The Nikkei’s 10 per cent jump, rising 817.8 points, followed yet more softening of the yen, bringing relief to exporters such as Canon, Toshiba and Fujitsu with large exposure to foreign exchange movements.
The surge meant that, by the closing bell, the Nikkei was back above the critical 9,000 point mark — the break-even level at which the huge stock portfolios of the Japanese banks are no longer generating losses.
When the index briefly breached 7,000 points on Monday, analysts warned of a capital crisis within the Japanese financial sector and the need for widespread emergency funding measures.
Traders at Nomura said that the sharp drop in the yen, now trading below Y98 against the dollar, was being propelled by expectations of an interest rate cut by the Bank of Japan tomorrow.
Sources close to the central bank told The Times that, although a rate cut of 25 basis points to 0.25 per cent would make little practical difference to the economy, the decision had effectively been “steamrollered” by market expectations.
Last night, the US Federal Reserve cut its interest rate by half a point to 1 per cent.
Despite the broadly positive moves, bond traders at Royal bank of Scotland in Tokyo said there were numerous signs that the financial system remains in chaos.
Just as central banks around the world are pouring cash into markets, the Bank of Japan drained some Y1.5 trillion (£9 billion) of liquidity from the Tokyo money market as rate-cut expectations sent short-term rates below the bank’s official target.
In Tokyo, hedge funds were badly caught on the wrong side of the yen-related stock surge, forcing many to exit their short positions in a hurry, which in turn amplified the market gains.

- _AIM A_:
Translate this sentence from the Nikkei excerpt into Spanish: "Last night, the US Federal Reserve cut its interest rate by half a point to 1 per cent."
- _AIM B_:
Please reproduce part of the Nikkei excerpt word for word, starting at the words "When the index" and ending after "1 per cent.".

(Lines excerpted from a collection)
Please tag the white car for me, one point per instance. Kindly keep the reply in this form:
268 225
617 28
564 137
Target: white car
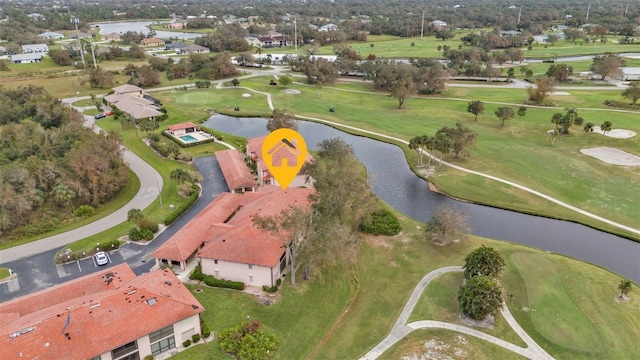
101 258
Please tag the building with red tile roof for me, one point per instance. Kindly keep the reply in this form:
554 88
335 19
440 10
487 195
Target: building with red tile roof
228 244
111 314
254 152
235 171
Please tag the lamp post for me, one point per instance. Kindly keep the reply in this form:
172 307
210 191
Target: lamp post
76 21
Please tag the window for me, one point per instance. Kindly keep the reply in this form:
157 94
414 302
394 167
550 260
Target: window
162 340
126 352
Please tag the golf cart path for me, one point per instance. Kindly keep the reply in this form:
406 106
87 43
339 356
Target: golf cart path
401 328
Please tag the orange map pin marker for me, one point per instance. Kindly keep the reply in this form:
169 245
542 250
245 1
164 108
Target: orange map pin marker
284 152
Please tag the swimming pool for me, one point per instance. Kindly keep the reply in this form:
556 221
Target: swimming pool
188 138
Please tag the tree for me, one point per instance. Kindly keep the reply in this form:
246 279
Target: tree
281 119
403 88
624 287
180 175
448 224
608 65
606 127
480 296
285 81
462 139
560 72
483 261
588 128
504 113
543 87
632 92
564 121
475 107
248 341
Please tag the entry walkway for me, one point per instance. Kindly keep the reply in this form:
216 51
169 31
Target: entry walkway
401 328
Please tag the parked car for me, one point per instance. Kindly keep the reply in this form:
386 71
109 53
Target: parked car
101 258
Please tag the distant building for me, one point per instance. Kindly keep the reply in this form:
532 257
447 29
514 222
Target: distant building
35 49
51 35
110 314
25 58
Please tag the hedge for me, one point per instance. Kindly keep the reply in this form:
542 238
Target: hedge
177 212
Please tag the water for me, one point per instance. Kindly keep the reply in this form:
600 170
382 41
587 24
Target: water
393 181
141 26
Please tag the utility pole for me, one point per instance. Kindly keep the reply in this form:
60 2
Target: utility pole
422 26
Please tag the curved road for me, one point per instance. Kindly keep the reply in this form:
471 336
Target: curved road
401 328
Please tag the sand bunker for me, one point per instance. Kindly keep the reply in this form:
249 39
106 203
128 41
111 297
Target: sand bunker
613 156
291 91
616 133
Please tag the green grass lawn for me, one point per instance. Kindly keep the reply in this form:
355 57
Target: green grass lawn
526 156
337 317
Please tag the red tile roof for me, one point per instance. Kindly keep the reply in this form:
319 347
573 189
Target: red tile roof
226 228
100 317
236 172
182 126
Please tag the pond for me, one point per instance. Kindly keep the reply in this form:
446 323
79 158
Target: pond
393 181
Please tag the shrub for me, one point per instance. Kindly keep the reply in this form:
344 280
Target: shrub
227 284
177 212
84 211
206 331
382 222
146 224
196 274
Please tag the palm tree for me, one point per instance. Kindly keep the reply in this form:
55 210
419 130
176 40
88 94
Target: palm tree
624 287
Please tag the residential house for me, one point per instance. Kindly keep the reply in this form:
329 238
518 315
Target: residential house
254 152
153 41
112 37
25 58
226 241
194 49
630 73
51 35
235 171
110 314
176 25
35 49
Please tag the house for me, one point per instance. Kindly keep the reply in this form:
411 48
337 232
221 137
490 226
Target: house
153 41
80 35
110 314
228 244
25 58
182 128
328 27
438 24
194 49
235 171
177 25
112 37
630 73
51 35
254 152
35 49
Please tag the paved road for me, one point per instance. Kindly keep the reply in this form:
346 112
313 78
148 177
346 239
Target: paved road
38 271
401 328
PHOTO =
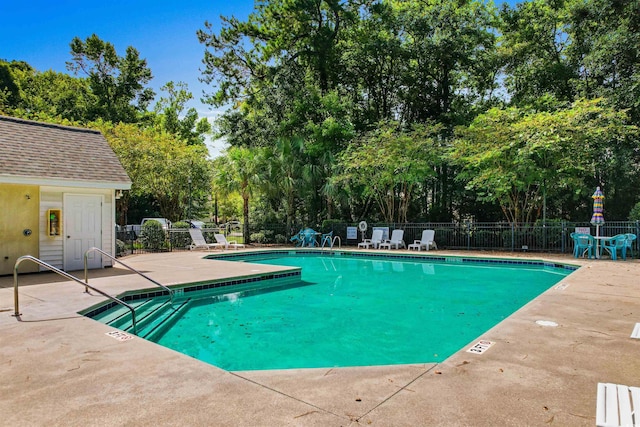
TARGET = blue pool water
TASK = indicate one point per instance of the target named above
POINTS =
(355, 311)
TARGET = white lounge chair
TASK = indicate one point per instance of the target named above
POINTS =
(425, 242)
(223, 242)
(395, 240)
(617, 405)
(199, 241)
(375, 240)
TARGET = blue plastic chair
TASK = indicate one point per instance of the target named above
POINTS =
(327, 239)
(583, 243)
(629, 243)
(308, 236)
(615, 244)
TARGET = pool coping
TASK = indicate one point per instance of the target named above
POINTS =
(531, 375)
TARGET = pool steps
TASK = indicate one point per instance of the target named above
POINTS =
(153, 316)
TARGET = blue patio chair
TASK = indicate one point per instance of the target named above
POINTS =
(629, 243)
(583, 243)
(308, 236)
(298, 238)
(327, 239)
(615, 244)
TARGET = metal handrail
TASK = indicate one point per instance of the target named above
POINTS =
(68, 276)
(86, 274)
(332, 242)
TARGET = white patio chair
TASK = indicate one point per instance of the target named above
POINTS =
(223, 242)
(375, 240)
(617, 405)
(199, 241)
(395, 240)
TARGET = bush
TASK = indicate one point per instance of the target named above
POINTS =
(263, 237)
(152, 236)
(180, 239)
(634, 215)
(120, 247)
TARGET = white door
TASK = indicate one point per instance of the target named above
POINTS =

- _COMPLETE RESPONSE A_:
Anoche, la Reserva Federal de Estados Unidos recortó su tasa de interés en medio punto, hasta el 1 por ciento.

- _COMPLETE RESPONSE B_:
When the index briefly breached 7,000 points on Monday, analysts warned of a capital crisis within the Japanese financial sector and the need for widespread emergency funding measures.
Traders at Nomura said that the sharp drop in the yen, now trading below Y98 against the dollar, was being propelled by expectations of an interest rate cut by the Bank of Japan tomorrow.
Sources close to the central bank told The Times that, although a rate cut of 25 basis points to 0.25 per cent would make little practical difference to the economy, the decision had effectively been “steamrollered” by market expectations.
Last night, the US Federal Reserve cut its interest rate by half a point to 1 per cent.